* Exercise goal: Switch "positive" to "negative" in everything from the start of the items down through the line containing "rough mask: <svg". Write those lines out again with nothing else altered.

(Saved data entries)
- Opening Delimiter -

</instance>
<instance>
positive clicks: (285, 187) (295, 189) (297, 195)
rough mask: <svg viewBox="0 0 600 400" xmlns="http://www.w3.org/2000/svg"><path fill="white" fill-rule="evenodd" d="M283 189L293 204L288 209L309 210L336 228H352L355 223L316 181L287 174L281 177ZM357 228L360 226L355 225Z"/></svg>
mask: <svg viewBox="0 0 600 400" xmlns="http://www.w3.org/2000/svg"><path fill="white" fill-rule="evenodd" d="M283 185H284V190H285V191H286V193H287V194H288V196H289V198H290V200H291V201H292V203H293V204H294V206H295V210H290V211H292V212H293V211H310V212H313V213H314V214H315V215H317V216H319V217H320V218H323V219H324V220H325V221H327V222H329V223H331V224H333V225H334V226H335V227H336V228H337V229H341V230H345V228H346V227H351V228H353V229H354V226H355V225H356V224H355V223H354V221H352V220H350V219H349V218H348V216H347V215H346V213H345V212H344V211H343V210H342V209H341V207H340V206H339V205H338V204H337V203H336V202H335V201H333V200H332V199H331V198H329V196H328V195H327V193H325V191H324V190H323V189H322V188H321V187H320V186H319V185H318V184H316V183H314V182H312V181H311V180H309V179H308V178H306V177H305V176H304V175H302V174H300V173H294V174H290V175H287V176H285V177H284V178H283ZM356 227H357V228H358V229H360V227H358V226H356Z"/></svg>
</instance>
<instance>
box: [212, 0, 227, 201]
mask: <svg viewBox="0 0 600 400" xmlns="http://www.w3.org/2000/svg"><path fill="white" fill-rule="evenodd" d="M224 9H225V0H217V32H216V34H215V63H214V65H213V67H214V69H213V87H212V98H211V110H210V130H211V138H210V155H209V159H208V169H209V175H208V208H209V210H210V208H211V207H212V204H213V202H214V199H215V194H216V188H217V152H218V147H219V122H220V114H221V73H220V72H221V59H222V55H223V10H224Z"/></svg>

- Closing Delimiter -

* Result for this task:
</instance>
<instance>
negative clicks: (285, 187) (295, 189) (297, 195)
rough mask: <svg viewBox="0 0 600 400" xmlns="http://www.w3.org/2000/svg"><path fill="white" fill-rule="evenodd" d="M283 189L293 204L288 209L309 210L336 228H352L355 223L316 181L287 174L281 177ZM357 228L360 226L355 225Z"/></svg>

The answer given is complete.